_O que se pede_. Dê continuidade ao texto sobre a volta do cantor Hyldon, começando logo após a última frase apresentada.

_Trecho selecionado_.
○ ○ ○

A volta do soulman carioca nascido na Bahia acontece em meio a
uma nova safra de atitudes e canções de MPB que voltam a celebrar o orgulho "black power",
dissolvido desde a fase do "negro
é lindo" -o "black is beautiful" à
brasileira do início dos anos 70.
Nos novos CDs dos rappers cariocas MV Bill e Nega Gizza, trechos de "Na Rua, na Chuva, na
Fazenda" (75) foram incorporados como samplers e citações, em
registro bem mais sombrio que o
da doce balada de origem.
O cenário se completou quando
a mesma música foi usada, no formato original, para compor um
clímax violento do filme "Cidade
de Deus", que, além de polemizar
a sociopolítica das favelas brasileiras, também se esforça por trazer
de volta à tona a cultura musical
black daqui, do samba ao funk.
Hyldon fala da simpatia dos
criadores mais jovens por seu trabalho: "MV Bill me disse que os
pais dele namoravam ouvindo
"Na Rua, na Chuva, na Fazenda".
Quando fui ver "Cidade de Deus",
saí do cinema em êxtase por ter
visto um belíssimo filme brasileiro e orgulhoso de estar participando daquele trabalho com um
pedacinho da minha música".
Ele se envaidece com a preferência de rappers e cineastas engajados por sua obra, mas agora
dá de ombros a "Na Rua, na Chuva, na Fazenda", música e disco
reeditados em CD no ano passado. Prefere cuidar de promover a
reedição de seu segundo -e bem
mais obscuro- disco, "Deus, a
Natureza e a Música" (76).
O projeto deve sair em novembro e tem teor provavelmente inédito: descontente com detalhes
das gravações originais, Hyldon
foi ao estúdio para retocar vozes e
instrumentais, em busca de, segundo ele, "concluir um trabalho
que estava inacabado".

○ ○ ○

_Informações fornecidas_.
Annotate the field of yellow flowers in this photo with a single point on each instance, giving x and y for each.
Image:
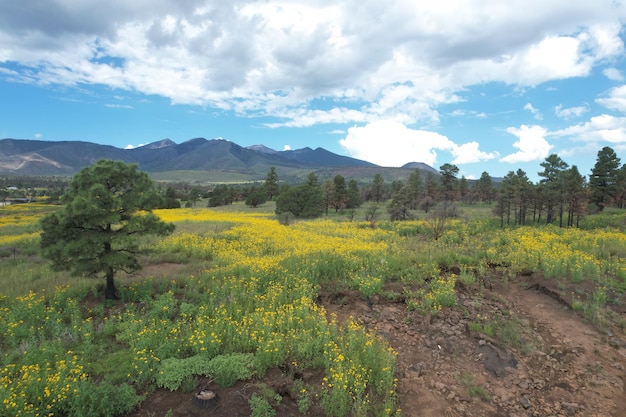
(250, 306)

○ ○ ○

_Resultado do exercício_.
"Gravamos num estúdio que
havia sido recém-inaugurado pela Phonogram (hoje Universal) e
nos deu muitos problemas. A voz
ficava muito metálica, o som da
bateria saía horrível", justifica a
maquiagem de agora.
Curioso é que a gravadora que
encampa o projeto é a Universal, a
mesma que, em conflito aberto
com Hyldon em 76, ajudou a
abortar a continuidade de uma
carreira solo que começara à toda
com o romantismo pop-soul de
"Na Rua, na Chuva, na Fazenda".
Em meio às gravações, brigou
com todo mundo na gravadora,
incluídos o diretor artístico e pioneiro da bossa nova Roberto Menescal e o chefe de promoção e
hoje escritor Paulo Coelho.
Hyldon começa a relembrar:
"O primeiro disco era todo calminho e romântico. Minhas influências já eram todas malucas,
porque nasci na fronteira da Bahia com Pernambuco e tinha influência nordestina forte. Mas fui
gravar o segundo depois de uma
viagem aos Estados Unidos, que
me fez conhecer muita coisa e
querer experimentar mais".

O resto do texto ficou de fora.